─── SOURCE MATERIAL ───

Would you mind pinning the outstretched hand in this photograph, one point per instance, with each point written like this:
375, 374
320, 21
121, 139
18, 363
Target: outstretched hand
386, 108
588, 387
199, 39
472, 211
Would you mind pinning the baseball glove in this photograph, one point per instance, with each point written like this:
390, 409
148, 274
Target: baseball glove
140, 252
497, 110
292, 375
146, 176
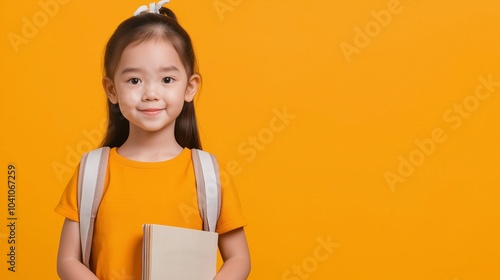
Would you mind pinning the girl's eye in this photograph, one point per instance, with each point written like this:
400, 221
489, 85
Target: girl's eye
167, 80
134, 81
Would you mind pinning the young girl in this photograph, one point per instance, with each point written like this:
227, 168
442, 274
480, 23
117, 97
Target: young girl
150, 79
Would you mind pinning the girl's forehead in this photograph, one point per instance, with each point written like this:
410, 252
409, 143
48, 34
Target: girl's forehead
150, 52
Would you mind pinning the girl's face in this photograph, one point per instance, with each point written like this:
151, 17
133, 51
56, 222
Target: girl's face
150, 86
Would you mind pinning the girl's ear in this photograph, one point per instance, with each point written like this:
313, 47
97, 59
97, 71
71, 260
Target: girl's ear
110, 89
192, 87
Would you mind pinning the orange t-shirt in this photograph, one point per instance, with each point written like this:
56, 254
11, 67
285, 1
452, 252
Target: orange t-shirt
138, 193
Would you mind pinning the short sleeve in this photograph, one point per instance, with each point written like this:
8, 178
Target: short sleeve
68, 204
231, 215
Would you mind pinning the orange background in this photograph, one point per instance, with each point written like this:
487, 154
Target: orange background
362, 125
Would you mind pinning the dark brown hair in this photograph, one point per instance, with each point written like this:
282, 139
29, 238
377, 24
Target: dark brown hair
136, 30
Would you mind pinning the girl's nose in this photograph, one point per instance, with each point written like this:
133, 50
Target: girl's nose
150, 93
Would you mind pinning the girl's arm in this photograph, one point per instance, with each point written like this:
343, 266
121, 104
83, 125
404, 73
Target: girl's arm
234, 251
69, 263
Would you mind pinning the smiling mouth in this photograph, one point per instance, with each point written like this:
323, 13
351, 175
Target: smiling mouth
151, 112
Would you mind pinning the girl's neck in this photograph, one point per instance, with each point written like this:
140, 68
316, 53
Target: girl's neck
150, 146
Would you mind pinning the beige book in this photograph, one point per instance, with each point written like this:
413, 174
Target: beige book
175, 253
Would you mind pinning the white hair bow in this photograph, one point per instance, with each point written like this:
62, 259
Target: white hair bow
153, 8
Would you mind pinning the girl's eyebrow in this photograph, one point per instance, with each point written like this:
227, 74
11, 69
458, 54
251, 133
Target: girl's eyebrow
162, 69
169, 68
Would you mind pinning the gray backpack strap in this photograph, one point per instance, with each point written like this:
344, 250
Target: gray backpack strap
91, 177
206, 171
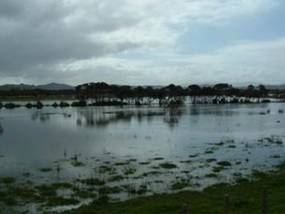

───

* PROBLEM STATEMENT
Return the whole listing, word for word, and leave out every picture.

* PROBLEM SOLUTION
Would you mind pinning the outstretched hand in this photograph, one point per instance, with each point written like this:
375, 374
320, 21
121, 139
18, 363
Target: outstretched hand
386, 108
588, 387
199, 39
472, 211
Would you mind pinning the baseball glove in this photograph, one point per instance, with each point written like this:
390, 409
148, 274
Target: baseball glove
140, 252
497, 110
292, 375
146, 176
Would you mind pinning the girl's eye in this photograph, one point per instance, with each point written like this:
400, 221
489, 85
Target: girl's eye
167, 80
134, 81
Would you mind pinning the young girl in this photograph, one point per instance, with each point written like this:
227, 168
442, 274
480, 23
117, 97
Target: young girl
150, 79
Would you mind pinning the girl's forehead in this photograph, one point per instance, with each point written like this:
410, 252
409, 143
48, 34
Target: girl's forehead
150, 52
Would you mind pinning the girl's face in this photograph, one point per instance, with each point written like this:
151, 17
133, 51
56, 222
Target: girl's face
150, 86
Would you mind pinning the girl's ear in this photograph, one point per instance, with each point written like this:
313, 47
97, 59
97, 71
71, 260
Target: girl's ear
110, 89
192, 87
Would you mind pinning the orange t-shirt in this photograph, one point per instance, with each point written like this:
56, 254
11, 67
285, 1
452, 252
Target: orange t-shirt
138, 193
Would you mind pinning the short sleeve in this photograph, one point per instance, with each point written like this:
8, 178
Target: short sleeve
68, 204
231, 215
Would you mind pinning the orange background in this photograph, one point per instance, with each point written like this:
487, 154
Target: orange background
362, 125
Would you mind pinning the dark brown hair in this photograph, one point per instance, with each point written like this:
282, 139
29, 238
377, 24
Target: dark brown hair
136, 30
Would you mind pinning the girl's nose in this photograph, one point per instance, with each point written like this:
133, 50
Target: girl's nose
150, 93
Would you mind pinning the girl's arm in this photograph, one point per instance, with each point written like this:
343, 266
121, 104
83, 125
404, 73
Target: girl's arm
234, 251
69, 263
Would you mind pinning the smiling mouth in this photograph, one point per instance, with each point written like this:
323, 13
351, 175
Target: smiling mouth
151, 112
Would you mind pinning the girl's neck in this photograph, one point per instance, with each point written like this:
140, 68
316, 53
Target: girl's neck
150, 146
Would you mind pinning the beige book in this photograph, one point per instance, with each point written like this:
413, 174
Target: beige book
175, 253
Would you mind pinning the white hair bow in this photograph, one point per instance, with each point written like this:
62, 259
Target: white hair bow
153, 8
Would you mind pinning the girl's eyebrow in this photograph, one point per instance, with each point written like this:
227, 74
11, 69
458, 54
251, 133
Target: girl's eyebrow
162, 69
169, 68
Would you mind pinning the gray backpack strap in this photograph, one point per instance, with each point written like this:
344, 250
Target: gray backpack strap
91, 177
206, 171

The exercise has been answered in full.